- **Actividades**:
[A] Según el fragmento, ¿en qué ciudad estudiaba Medicina Takashi Nagai?
[B] Indica si cada afirmación concuerda con el fragmento y cita las palabras que lo deciden: (i) tras la hemorragia cerebral, la madre de Takashi Nagai se quedó sin habla; (ii) Takashi Nagai llegó a casa cuando su madre ya había muerto; (iii) antes de aquella última mirada, Takashi Nagai había negado la existencia del alma.
[C] Copia del fragmento el pasaje comprendido entre "José Antonio García-Prieto" y "su final terreno.", ambos incluidos.

José Antonio García-Prieto Segura
Esa última mirada de sus ojos maternales desbarató completamente mi filosofía materialista
Noviembre está al llegar: los cristianos lo iniciamos con la alegría por la festividad de todos los Santos y al día siguiente con el recuerdo y oración por todos los difuntos. Alegría esperanzada en el “más allá” eterno con Dios y con los seres queridos que nos precedieron. Referiré dos sucesos históricos con la intención de avivar la esperanza en la vida futura, y también de prepararnos con mirada serena para la muerte, sacando conclusiones que llenen de sentido nuestra vida y de dignidad su final terreno.
Comenzaba la primavera de 1930 y Takashi Nagai, nacido cerca de Hirsohima, estudiante de Medicina en Nagasaki, recibía un telegrama de su padre, con palabras perentorias: “Ven a casa enseguida”. La madre había sufrido una hemorragia cerebral, quedando consciente, pero sin habla. Años más tarde, en “Las campanas de Nagasaki” rememora así aquellos momentos:
“Cuando llegué a la cabecera de su cama, no le quedaba más que un soplo de vida. Expiró mirándome con insistencia. Esa última mirada de sus ojos maternales desbarató completamente mi filosofía materialista. Los ojos de esa madre que me había criado, educado y amado hasta el fin, me decían claramente que, incluso después de su muerte, estaría cerca de su querido Takashi. Yo miraba en esos ojos, yo que había negado la existencia del alma e instintivamente sentí que el alma de mi madre existía: se separaba de su cuerpo, pero no perecería jamás”.

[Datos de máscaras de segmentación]
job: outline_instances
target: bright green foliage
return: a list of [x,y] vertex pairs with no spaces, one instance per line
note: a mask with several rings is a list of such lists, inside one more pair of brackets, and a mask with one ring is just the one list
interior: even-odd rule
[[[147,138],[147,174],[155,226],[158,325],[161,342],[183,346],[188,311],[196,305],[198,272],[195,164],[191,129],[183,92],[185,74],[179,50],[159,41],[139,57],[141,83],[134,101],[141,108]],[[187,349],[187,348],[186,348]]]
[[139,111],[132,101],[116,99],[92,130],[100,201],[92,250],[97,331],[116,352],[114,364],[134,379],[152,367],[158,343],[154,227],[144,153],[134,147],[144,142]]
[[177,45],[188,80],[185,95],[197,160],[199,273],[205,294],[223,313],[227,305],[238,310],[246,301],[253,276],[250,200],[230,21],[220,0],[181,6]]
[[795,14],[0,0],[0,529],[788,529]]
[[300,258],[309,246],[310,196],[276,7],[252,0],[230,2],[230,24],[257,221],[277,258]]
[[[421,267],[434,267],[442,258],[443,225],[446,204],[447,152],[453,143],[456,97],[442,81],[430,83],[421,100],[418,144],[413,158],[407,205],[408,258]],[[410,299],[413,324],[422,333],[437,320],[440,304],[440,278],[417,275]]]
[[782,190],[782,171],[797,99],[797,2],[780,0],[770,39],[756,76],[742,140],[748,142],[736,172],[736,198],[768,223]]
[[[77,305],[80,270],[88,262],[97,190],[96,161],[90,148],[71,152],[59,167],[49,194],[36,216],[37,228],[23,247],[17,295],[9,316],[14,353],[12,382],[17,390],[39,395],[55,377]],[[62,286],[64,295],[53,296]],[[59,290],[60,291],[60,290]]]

- **Tus respuestas**:
[A] En Nagasaki.

[B]
(i) Sí: "quedando consciente, pero sin habla".
(ii) No: "Cuando llegué a la cabecera de su cama, no le quedaba más que un soplo de vida".
(iii) Sí: "yo que había negado la existencia del alma".

[C]
José Antonio García-Prieto Segura
Esa última mirada de sus ojos maternales desbarató completamente mi filosofía materialista
Noviembre está al llegar: los cristianos lo iniciamos con la alegría por la festividad de todos los Santos y al día siguiente con el recuerdo y oración por todos los difuntos. Alegría esperanzada en el “más allá” eterno con Dios y con los seres queridos que nos precedieron. Referiré dos sucesos históricos con la intención de avivar la esperanza en la vida futura, y también de prepararnos con mirada serena para la muerte, sacando conclusiones que llenen de sentido nuestra vida y de dignidad su final terreno.